### TASK DESCRIPTION
Substitute "central point" for "innermost point" in the lines starting with the line with "Where can the palm-like" and going on through the last of the lines below. Return only those lines, with everything else unchanged and the pictures omitted.

### GIVEN ENTRIES
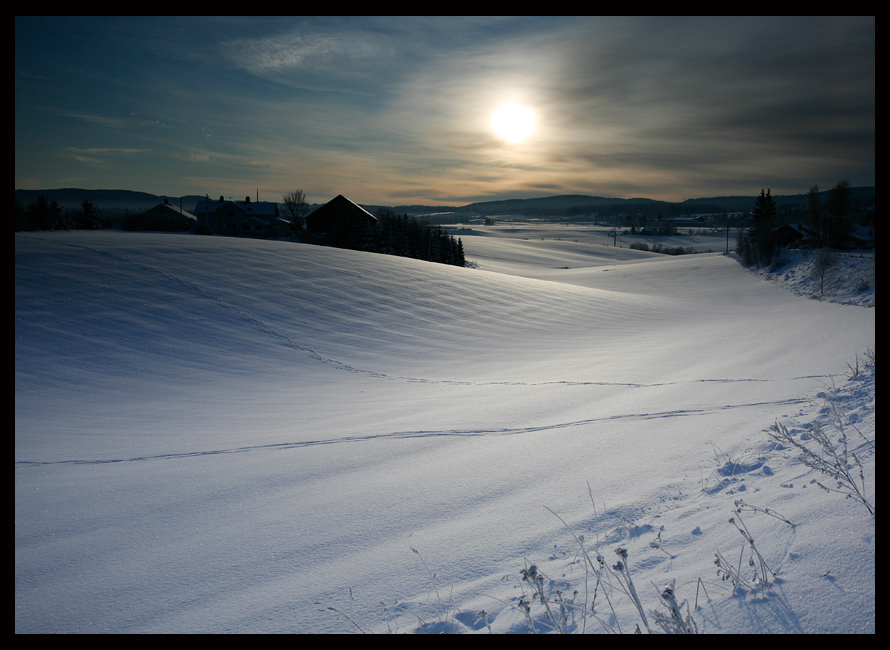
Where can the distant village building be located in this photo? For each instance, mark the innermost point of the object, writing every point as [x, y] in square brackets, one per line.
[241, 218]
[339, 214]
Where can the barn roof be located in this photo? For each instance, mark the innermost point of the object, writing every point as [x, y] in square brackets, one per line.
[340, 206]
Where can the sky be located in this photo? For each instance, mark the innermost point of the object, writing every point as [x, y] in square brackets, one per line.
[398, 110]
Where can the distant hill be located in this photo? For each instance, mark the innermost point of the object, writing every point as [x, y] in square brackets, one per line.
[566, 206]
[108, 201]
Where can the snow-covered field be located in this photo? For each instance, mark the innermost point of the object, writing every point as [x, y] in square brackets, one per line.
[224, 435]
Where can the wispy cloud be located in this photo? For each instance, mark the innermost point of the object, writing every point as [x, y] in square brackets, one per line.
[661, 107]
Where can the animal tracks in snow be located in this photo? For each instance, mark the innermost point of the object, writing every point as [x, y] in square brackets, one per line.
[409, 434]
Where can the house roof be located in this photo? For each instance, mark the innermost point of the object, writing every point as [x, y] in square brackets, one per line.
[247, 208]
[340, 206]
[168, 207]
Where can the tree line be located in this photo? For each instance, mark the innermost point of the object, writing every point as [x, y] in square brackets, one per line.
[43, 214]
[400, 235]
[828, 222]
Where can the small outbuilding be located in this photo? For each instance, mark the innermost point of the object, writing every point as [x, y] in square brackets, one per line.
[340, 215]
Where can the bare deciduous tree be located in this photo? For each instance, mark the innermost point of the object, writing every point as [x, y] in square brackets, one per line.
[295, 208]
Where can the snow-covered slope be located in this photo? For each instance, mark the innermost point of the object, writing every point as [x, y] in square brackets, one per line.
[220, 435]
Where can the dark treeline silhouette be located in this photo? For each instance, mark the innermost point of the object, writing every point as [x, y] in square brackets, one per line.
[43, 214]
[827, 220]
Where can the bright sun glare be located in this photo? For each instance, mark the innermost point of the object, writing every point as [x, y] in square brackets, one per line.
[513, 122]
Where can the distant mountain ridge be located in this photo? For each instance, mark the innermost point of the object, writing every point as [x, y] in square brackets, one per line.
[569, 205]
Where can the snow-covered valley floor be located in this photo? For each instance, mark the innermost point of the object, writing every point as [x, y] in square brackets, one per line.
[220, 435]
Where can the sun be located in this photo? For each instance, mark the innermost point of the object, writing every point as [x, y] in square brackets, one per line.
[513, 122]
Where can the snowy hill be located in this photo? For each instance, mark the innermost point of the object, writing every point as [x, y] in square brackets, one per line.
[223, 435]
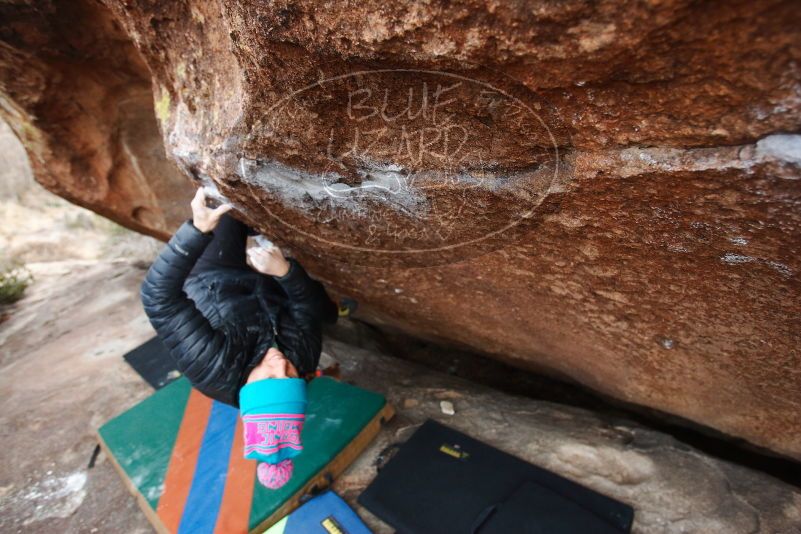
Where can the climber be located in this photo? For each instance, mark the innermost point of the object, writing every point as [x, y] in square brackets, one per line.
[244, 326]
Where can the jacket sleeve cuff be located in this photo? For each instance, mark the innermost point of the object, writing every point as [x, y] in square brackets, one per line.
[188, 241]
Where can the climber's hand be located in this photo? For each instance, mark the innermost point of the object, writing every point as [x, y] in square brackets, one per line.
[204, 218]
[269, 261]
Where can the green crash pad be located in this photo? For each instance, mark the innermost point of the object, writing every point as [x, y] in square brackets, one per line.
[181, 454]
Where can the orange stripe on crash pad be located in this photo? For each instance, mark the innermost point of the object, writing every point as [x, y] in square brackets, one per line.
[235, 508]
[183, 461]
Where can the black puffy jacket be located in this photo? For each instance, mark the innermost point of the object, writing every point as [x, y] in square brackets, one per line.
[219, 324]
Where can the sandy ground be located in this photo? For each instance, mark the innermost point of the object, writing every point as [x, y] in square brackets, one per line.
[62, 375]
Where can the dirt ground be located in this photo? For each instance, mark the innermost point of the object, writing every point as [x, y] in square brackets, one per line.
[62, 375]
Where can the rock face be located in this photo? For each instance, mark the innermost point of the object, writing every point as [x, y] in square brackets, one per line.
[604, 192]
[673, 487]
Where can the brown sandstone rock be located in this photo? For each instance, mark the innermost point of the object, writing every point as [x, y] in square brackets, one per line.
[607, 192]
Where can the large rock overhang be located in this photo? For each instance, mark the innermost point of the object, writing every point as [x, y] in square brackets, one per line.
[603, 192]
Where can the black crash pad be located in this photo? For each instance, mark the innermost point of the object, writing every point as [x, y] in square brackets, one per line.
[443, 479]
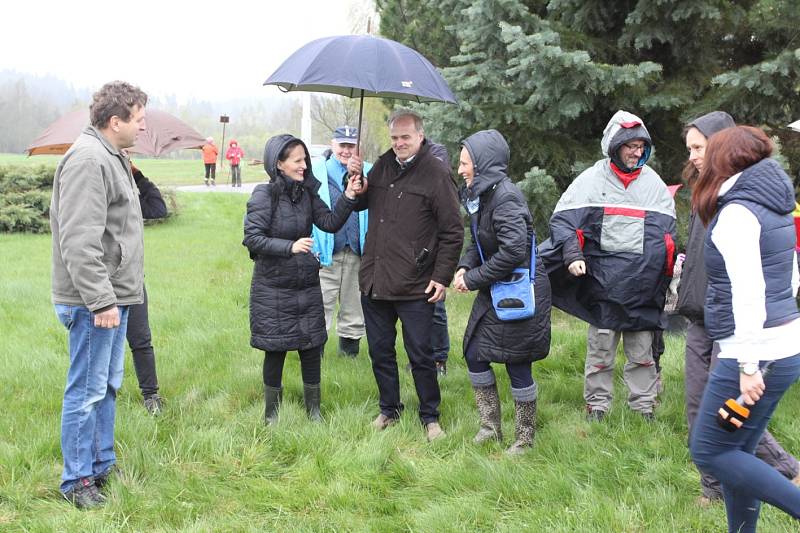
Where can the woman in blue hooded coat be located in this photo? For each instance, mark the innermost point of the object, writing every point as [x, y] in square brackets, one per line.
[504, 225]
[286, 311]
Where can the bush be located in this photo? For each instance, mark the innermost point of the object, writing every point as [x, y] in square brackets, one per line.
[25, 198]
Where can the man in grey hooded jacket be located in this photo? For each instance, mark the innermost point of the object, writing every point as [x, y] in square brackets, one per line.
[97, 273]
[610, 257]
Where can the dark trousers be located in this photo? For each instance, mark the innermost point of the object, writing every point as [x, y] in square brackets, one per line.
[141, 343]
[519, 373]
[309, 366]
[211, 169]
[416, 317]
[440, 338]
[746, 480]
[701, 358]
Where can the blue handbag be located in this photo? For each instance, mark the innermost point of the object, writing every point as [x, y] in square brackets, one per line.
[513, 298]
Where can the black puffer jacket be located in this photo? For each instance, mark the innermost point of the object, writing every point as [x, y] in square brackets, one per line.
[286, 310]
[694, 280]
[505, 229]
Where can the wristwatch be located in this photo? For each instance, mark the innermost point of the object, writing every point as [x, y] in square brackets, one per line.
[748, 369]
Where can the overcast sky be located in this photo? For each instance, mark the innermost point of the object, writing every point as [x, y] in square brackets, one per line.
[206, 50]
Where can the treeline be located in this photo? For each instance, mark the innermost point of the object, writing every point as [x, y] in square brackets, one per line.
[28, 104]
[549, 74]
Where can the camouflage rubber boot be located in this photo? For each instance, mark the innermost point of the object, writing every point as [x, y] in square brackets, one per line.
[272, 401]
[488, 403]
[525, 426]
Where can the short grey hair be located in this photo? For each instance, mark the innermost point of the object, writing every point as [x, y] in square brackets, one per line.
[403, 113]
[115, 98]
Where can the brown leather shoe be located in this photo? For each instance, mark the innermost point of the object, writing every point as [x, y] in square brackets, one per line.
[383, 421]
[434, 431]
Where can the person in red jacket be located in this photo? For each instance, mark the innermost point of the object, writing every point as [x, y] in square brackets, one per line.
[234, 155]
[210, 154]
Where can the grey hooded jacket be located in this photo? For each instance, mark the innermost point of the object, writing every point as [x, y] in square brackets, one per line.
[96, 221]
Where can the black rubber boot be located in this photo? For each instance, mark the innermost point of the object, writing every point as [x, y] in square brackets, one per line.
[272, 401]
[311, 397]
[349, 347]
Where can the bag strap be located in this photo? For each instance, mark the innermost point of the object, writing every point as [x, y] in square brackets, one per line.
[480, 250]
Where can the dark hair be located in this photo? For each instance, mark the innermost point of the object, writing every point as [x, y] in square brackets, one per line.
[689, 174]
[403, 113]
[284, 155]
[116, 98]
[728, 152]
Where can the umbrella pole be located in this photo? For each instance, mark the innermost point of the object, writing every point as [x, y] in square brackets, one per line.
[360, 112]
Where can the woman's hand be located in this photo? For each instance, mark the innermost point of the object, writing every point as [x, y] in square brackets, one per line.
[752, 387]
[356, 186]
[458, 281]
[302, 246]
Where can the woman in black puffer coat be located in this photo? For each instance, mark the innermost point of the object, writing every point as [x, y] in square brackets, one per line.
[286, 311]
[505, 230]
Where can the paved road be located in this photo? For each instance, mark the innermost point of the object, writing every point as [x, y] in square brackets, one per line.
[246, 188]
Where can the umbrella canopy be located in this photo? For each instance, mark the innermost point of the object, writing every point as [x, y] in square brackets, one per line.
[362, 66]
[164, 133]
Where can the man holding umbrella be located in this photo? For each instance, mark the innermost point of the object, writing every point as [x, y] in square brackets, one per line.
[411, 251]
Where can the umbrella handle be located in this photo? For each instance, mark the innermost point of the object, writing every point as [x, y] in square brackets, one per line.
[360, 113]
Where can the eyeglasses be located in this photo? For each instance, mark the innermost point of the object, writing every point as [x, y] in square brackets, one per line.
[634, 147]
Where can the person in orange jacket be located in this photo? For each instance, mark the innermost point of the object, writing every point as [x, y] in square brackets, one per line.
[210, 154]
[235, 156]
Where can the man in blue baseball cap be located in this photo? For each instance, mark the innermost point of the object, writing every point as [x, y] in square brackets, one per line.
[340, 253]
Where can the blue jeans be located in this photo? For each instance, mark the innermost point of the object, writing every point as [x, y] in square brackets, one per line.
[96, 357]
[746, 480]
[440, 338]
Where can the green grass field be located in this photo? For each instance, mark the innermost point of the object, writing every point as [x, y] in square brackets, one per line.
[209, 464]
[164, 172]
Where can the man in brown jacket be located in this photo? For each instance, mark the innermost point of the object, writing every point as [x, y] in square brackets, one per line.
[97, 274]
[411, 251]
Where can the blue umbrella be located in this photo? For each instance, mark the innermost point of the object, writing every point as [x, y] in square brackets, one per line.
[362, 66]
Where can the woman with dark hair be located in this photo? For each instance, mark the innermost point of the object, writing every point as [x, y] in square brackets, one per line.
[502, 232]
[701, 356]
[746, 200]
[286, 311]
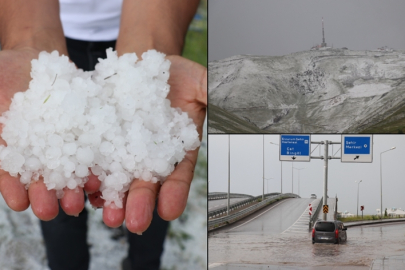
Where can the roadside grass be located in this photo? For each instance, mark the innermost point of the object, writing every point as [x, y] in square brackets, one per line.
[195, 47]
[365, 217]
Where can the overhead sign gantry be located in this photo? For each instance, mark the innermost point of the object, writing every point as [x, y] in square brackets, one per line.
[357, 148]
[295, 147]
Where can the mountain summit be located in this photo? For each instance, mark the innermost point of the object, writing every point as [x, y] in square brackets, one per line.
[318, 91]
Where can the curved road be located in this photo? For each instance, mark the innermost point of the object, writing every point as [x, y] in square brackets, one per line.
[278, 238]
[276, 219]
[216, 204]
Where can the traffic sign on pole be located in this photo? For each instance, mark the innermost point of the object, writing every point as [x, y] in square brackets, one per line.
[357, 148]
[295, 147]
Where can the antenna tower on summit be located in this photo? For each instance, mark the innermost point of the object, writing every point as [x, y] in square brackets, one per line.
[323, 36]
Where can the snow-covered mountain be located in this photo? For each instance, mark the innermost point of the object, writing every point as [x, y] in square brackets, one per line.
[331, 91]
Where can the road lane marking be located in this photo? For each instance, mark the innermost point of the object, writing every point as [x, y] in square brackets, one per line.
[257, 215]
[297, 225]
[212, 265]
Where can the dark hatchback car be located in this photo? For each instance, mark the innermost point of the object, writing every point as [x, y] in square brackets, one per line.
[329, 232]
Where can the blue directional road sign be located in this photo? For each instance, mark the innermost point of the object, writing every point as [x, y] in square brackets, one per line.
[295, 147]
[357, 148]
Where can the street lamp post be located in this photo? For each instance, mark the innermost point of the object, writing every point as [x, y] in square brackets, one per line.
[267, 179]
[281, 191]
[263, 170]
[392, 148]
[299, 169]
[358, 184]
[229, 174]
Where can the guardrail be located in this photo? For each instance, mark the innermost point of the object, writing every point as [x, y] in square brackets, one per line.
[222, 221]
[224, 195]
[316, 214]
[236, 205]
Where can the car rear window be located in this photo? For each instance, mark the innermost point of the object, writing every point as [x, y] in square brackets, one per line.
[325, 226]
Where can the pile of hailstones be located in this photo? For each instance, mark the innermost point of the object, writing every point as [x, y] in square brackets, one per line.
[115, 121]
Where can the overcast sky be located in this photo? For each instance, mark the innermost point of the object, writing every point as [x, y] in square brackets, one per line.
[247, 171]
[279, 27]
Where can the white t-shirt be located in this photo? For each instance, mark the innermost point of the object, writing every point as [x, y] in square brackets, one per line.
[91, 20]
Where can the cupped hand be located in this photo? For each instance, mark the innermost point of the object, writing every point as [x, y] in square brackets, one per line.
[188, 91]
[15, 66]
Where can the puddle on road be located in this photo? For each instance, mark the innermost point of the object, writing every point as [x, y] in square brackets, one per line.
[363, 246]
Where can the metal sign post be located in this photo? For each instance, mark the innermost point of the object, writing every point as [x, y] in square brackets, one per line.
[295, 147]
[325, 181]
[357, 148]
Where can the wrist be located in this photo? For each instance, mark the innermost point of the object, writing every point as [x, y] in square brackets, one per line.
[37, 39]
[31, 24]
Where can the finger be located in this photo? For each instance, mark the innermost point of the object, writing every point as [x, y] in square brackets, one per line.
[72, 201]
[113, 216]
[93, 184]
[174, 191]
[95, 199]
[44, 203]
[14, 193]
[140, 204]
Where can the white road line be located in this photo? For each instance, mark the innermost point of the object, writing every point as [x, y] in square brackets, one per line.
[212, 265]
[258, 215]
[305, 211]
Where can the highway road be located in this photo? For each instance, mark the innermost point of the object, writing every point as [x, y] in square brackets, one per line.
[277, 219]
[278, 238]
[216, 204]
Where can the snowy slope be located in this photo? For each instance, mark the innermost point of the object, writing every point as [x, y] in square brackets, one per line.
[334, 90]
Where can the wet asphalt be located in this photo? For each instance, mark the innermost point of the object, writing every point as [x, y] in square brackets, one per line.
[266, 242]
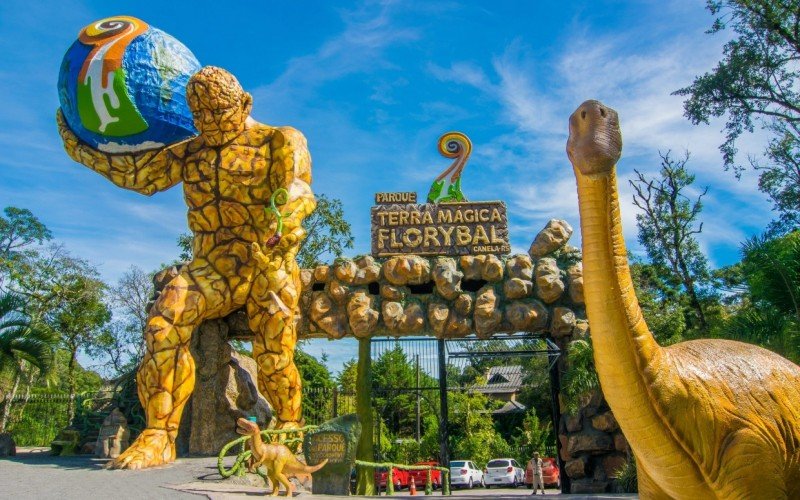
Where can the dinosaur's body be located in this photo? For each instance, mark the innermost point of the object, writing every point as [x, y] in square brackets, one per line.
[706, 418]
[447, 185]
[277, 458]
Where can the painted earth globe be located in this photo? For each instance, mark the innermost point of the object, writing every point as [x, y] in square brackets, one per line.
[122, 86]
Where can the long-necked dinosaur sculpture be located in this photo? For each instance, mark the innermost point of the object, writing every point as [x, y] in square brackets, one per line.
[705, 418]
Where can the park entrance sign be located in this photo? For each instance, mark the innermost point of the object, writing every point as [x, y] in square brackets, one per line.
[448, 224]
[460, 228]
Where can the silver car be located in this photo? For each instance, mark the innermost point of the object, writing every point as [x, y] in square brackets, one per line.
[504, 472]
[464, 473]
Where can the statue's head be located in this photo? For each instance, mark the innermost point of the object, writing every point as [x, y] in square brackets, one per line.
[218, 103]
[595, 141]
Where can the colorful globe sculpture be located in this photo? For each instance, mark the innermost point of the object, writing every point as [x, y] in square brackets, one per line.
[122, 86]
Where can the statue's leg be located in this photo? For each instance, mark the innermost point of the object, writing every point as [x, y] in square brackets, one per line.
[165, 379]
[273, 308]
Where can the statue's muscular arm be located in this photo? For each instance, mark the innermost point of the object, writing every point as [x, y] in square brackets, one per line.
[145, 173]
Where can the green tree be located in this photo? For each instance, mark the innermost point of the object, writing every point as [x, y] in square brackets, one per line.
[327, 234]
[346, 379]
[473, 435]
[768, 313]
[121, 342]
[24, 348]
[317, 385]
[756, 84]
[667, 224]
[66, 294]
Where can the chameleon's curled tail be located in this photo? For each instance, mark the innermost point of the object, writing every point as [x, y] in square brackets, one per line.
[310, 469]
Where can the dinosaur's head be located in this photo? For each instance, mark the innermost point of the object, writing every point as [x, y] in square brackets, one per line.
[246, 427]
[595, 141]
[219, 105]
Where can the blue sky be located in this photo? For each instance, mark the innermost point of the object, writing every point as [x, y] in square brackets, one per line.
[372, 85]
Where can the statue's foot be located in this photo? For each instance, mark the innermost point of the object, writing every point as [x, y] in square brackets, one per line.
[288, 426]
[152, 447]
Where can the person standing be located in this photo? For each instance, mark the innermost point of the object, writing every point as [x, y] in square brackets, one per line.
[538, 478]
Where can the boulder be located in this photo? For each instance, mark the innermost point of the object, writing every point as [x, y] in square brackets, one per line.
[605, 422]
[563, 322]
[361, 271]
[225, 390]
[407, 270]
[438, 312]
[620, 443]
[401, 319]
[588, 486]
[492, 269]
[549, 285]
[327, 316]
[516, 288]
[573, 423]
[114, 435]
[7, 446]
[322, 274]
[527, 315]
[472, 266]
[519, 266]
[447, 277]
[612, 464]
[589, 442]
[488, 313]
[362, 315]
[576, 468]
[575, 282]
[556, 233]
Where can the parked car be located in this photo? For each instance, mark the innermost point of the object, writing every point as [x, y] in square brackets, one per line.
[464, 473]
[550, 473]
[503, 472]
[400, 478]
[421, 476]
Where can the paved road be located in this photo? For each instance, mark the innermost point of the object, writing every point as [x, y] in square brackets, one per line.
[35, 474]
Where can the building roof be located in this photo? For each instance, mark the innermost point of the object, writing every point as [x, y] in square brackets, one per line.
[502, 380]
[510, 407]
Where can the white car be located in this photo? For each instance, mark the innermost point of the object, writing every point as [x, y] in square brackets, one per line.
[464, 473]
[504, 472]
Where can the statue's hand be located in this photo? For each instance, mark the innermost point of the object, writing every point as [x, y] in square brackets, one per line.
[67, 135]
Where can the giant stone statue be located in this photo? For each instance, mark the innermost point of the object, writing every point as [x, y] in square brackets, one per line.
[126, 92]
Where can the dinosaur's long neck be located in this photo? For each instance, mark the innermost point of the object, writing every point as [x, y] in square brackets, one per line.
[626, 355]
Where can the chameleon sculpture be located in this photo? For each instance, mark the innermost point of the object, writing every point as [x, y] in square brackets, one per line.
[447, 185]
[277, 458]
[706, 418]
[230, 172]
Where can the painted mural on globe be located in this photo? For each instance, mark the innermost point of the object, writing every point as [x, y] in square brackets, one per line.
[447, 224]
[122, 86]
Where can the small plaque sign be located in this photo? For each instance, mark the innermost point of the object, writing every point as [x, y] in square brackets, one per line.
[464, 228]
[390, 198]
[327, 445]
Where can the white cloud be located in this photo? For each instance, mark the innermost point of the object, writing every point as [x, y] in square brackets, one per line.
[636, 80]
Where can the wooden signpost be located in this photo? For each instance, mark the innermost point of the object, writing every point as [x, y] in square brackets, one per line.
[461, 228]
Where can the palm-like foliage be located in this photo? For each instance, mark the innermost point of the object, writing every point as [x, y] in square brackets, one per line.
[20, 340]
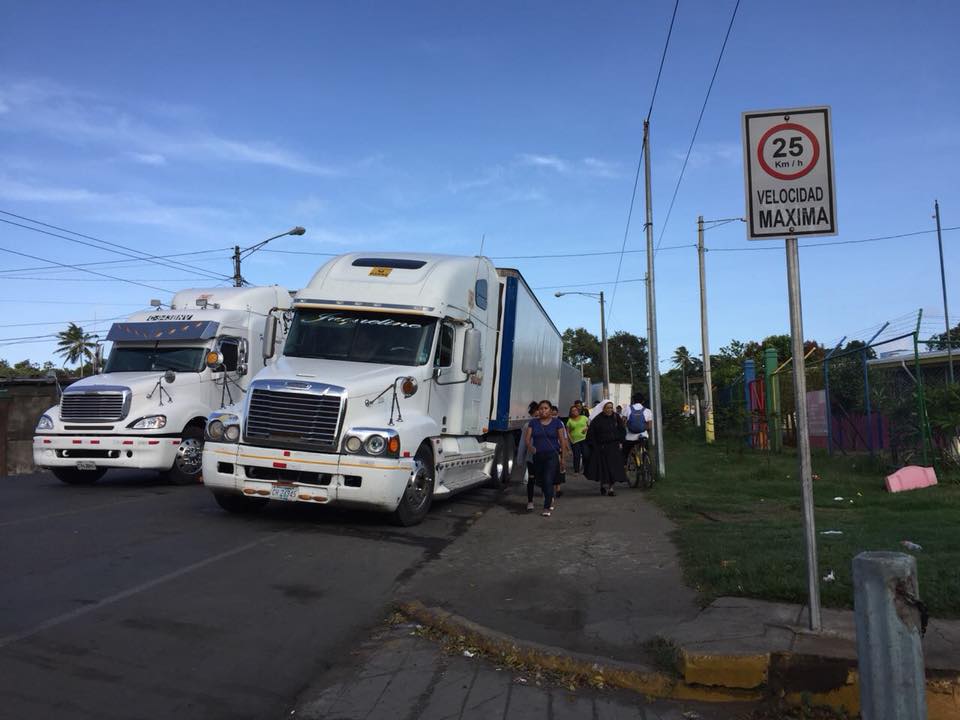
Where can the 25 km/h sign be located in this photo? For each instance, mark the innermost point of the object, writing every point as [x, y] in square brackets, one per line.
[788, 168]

### SOLVED PROBLEM
Where can the palm-like foliage be located in this photo? For each instance, mark the central point of the object, writing every point as [x, y] in square brackets, one per line.
[20, 340]
Where can the 25 km/h sign be located in this photo? For each instance, mark the central point of the object, writing every point as [x, y] in square brackets, one per line.
[788, 168]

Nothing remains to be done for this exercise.